:: REGISTROS DE DATOS

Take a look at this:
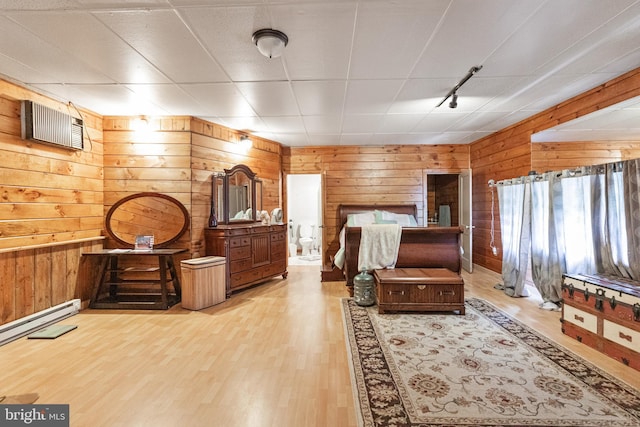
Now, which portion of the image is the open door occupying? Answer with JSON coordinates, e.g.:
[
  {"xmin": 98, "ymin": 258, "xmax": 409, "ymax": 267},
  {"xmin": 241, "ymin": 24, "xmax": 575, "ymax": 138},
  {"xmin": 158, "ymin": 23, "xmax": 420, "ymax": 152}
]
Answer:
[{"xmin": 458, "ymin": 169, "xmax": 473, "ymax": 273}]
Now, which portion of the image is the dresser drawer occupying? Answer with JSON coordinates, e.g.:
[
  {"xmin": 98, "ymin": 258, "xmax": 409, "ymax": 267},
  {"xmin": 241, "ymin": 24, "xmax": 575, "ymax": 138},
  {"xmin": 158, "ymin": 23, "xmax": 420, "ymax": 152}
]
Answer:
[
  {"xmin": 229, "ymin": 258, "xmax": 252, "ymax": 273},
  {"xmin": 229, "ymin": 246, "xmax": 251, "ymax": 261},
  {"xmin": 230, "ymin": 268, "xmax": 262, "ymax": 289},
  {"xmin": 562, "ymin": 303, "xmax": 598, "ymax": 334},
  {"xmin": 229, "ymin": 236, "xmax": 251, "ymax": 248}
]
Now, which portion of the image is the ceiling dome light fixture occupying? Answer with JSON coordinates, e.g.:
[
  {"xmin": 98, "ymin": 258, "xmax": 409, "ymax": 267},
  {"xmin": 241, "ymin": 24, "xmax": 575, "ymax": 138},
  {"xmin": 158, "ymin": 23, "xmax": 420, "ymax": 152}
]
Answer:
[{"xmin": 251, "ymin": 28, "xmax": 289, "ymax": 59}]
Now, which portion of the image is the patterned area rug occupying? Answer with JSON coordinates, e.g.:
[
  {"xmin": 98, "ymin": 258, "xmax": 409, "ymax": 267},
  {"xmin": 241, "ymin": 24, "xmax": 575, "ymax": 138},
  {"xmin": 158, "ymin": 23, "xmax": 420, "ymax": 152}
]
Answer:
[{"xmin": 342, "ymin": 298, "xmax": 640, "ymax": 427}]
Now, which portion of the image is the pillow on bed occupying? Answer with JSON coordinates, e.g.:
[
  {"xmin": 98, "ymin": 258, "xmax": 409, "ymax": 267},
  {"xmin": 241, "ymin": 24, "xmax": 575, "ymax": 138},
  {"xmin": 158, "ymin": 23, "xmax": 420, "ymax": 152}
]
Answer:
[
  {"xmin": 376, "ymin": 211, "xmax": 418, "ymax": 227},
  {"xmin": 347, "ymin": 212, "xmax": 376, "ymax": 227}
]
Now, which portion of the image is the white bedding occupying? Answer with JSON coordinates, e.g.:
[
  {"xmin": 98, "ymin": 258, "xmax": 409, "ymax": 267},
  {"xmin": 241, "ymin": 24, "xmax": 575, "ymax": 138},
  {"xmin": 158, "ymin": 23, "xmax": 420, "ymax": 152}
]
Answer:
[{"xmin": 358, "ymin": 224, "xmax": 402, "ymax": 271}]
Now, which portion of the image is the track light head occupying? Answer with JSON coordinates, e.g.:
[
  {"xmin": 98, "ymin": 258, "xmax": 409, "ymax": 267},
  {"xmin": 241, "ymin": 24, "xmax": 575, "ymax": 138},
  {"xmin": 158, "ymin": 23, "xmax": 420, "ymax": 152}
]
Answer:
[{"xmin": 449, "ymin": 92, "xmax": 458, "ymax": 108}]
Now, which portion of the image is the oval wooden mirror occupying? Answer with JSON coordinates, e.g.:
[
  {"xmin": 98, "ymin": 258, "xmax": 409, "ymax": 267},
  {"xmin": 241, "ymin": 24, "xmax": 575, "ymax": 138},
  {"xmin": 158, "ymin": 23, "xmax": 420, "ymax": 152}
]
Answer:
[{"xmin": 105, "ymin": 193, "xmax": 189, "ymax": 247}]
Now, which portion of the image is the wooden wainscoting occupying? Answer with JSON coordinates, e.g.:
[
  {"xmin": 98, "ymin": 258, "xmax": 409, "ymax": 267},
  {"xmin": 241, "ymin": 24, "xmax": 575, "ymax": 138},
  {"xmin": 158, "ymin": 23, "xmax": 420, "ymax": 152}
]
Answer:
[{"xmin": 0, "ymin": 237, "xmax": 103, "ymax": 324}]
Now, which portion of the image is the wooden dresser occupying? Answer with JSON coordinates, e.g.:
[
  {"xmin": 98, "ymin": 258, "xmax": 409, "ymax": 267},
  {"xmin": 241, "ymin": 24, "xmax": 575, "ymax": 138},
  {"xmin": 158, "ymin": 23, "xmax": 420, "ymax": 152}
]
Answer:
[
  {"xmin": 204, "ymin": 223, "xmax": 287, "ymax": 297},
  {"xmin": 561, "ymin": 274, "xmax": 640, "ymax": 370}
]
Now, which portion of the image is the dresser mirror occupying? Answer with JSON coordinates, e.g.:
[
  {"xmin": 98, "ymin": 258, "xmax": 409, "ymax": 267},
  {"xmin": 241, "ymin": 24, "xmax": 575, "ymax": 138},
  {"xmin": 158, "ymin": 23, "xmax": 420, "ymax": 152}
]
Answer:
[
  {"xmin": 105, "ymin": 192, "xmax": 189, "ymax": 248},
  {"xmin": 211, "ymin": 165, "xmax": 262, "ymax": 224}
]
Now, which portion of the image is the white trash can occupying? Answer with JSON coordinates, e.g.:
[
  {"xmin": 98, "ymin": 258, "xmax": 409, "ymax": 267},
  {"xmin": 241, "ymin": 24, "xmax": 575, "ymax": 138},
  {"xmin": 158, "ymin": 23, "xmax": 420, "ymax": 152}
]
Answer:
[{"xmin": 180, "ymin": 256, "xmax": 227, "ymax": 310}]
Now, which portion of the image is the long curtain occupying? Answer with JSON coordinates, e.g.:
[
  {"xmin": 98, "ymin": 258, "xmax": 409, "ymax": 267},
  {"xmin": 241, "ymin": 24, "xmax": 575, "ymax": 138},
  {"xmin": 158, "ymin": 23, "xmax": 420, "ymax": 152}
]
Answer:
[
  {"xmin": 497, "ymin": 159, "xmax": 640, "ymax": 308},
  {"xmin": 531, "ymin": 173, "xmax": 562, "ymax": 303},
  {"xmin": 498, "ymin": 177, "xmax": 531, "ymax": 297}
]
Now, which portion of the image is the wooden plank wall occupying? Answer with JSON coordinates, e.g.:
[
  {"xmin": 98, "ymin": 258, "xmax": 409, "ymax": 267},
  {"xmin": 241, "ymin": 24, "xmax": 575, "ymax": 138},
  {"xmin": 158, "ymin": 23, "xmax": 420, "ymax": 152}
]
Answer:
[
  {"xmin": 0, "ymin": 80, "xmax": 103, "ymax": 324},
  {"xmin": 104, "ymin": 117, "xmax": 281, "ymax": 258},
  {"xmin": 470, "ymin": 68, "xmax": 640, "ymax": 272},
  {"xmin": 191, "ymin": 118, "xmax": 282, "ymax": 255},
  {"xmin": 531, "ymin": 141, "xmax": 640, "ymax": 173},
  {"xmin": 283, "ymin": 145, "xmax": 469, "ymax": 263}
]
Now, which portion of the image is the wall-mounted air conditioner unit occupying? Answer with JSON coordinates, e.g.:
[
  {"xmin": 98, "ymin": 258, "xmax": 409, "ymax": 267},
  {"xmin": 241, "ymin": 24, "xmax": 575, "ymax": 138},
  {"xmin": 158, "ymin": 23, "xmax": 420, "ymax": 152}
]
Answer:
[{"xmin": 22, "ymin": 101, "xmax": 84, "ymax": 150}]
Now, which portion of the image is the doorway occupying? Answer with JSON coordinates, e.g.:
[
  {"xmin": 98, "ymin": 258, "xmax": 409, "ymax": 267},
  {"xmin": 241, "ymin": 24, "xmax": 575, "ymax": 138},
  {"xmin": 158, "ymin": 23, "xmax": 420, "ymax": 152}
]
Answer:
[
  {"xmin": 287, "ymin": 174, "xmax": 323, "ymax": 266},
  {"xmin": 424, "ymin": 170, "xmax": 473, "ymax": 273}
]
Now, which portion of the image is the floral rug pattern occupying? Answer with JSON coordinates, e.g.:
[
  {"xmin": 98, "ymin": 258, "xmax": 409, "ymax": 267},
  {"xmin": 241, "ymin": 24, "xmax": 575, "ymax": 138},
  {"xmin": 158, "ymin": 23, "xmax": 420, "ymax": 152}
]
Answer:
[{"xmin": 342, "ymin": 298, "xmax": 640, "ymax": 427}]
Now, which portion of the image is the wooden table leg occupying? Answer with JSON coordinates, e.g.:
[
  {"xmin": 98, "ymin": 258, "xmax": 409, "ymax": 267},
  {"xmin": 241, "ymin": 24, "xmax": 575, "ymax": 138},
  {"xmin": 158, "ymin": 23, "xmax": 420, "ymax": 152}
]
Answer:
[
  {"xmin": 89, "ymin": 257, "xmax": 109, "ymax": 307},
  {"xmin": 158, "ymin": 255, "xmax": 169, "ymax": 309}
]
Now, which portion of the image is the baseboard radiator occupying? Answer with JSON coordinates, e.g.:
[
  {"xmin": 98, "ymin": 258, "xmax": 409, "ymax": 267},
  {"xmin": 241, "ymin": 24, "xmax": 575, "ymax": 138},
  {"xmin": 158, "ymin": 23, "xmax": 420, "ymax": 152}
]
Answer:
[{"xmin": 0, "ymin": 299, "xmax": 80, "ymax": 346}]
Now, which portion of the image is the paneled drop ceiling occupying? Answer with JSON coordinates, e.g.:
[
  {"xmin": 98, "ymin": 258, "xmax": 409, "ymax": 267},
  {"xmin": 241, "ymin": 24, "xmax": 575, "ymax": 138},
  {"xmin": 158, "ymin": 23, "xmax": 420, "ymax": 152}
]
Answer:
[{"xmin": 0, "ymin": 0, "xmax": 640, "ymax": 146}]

::::
:: REGISTROS DE DATOS

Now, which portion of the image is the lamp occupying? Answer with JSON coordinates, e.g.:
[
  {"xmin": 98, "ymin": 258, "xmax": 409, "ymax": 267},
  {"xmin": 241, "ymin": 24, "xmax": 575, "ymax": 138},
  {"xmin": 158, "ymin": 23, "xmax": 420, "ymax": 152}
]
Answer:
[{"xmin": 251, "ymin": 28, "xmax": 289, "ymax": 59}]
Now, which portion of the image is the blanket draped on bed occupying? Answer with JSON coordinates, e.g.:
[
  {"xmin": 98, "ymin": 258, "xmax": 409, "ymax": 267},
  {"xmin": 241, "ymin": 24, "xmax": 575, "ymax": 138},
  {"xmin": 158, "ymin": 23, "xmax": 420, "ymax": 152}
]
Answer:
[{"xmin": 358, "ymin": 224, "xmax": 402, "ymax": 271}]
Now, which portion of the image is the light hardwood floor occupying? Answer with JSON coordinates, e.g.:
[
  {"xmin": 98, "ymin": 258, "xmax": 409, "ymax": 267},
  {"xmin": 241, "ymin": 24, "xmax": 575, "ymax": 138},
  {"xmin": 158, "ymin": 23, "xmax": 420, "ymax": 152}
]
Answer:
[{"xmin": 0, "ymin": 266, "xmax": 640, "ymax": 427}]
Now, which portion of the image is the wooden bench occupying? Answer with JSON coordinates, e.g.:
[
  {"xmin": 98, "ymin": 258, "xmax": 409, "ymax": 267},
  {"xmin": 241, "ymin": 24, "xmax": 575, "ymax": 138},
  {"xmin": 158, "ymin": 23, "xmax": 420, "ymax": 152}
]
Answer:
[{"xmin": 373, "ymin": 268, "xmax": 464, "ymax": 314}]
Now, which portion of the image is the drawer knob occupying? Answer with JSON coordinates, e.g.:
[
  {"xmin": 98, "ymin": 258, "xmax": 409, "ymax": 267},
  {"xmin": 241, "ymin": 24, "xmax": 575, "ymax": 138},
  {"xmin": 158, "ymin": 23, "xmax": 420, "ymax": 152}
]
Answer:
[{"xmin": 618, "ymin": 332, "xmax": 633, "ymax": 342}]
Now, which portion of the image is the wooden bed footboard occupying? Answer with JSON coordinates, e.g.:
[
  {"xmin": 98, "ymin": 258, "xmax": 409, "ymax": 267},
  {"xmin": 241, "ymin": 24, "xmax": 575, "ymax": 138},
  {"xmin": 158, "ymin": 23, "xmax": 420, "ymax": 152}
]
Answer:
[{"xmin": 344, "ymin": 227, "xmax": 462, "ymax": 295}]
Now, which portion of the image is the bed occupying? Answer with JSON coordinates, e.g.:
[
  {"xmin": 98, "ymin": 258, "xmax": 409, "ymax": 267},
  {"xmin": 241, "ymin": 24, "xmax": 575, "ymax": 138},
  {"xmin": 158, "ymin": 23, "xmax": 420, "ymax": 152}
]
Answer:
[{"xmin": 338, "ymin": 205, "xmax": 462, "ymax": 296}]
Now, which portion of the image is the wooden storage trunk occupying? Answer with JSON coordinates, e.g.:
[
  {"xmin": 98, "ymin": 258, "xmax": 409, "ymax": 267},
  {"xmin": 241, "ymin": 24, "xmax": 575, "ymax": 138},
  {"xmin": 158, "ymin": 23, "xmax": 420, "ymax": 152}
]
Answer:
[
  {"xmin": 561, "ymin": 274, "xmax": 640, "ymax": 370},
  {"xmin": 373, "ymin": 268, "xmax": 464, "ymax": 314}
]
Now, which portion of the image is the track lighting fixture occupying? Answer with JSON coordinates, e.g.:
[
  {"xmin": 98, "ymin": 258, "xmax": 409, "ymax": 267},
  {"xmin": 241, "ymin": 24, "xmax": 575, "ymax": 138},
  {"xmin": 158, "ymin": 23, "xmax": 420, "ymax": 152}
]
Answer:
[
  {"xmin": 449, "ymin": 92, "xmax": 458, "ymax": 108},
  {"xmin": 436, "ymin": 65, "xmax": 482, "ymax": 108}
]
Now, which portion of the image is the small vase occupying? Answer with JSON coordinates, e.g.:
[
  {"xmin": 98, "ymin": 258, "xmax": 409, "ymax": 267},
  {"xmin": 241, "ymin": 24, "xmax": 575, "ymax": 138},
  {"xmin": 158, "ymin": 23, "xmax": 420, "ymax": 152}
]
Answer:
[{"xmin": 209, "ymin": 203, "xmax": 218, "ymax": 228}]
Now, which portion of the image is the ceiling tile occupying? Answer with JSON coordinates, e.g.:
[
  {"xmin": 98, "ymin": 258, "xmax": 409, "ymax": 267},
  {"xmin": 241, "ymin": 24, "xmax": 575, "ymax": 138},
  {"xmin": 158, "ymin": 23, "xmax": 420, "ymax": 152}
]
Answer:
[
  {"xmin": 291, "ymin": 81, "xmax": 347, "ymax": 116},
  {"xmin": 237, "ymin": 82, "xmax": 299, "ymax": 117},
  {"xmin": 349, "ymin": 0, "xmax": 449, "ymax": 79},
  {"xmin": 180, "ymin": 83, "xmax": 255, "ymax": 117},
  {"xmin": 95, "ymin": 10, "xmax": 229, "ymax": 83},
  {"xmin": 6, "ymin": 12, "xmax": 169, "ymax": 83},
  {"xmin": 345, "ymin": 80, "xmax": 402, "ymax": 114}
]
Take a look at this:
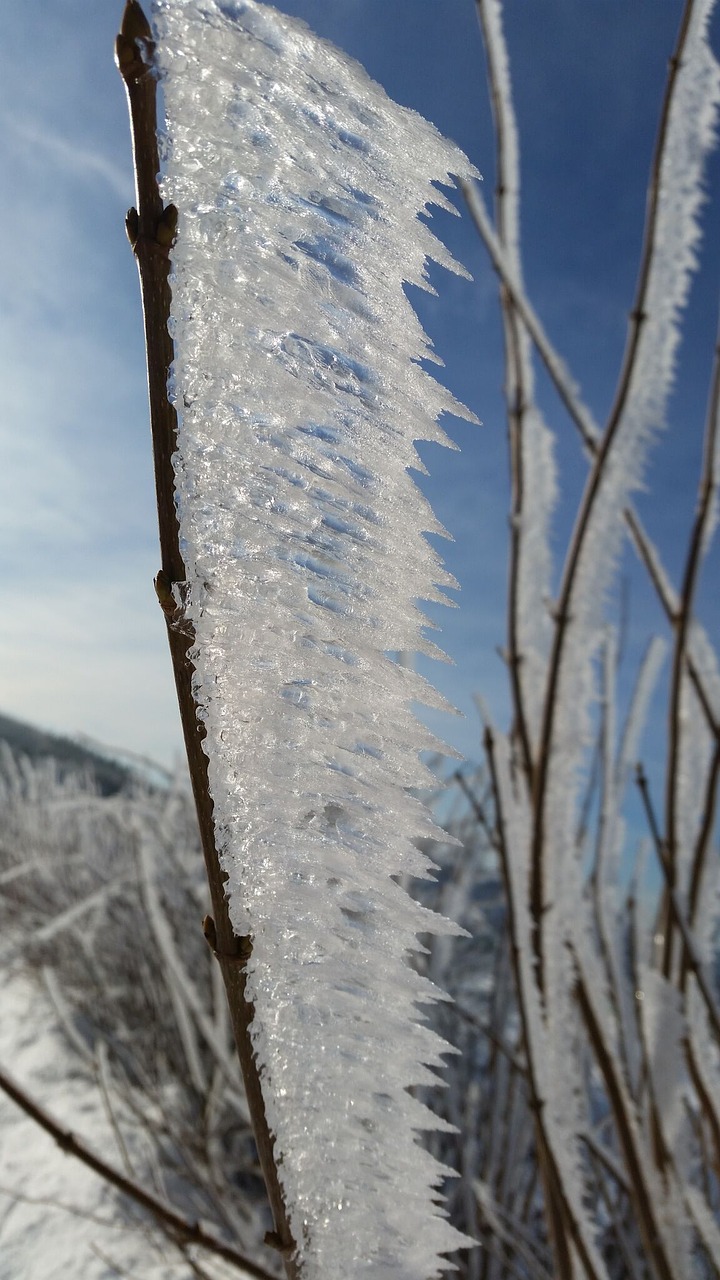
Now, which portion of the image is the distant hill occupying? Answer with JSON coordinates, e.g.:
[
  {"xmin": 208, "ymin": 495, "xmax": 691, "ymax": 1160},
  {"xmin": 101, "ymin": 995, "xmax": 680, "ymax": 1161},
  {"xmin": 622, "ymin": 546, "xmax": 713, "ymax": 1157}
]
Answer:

::::

Calcula cuántas líneas del material contienen la palabra "white", teniendo en cuenta mayúsculas y minúsculas. Por favor, responde solo con el número.

2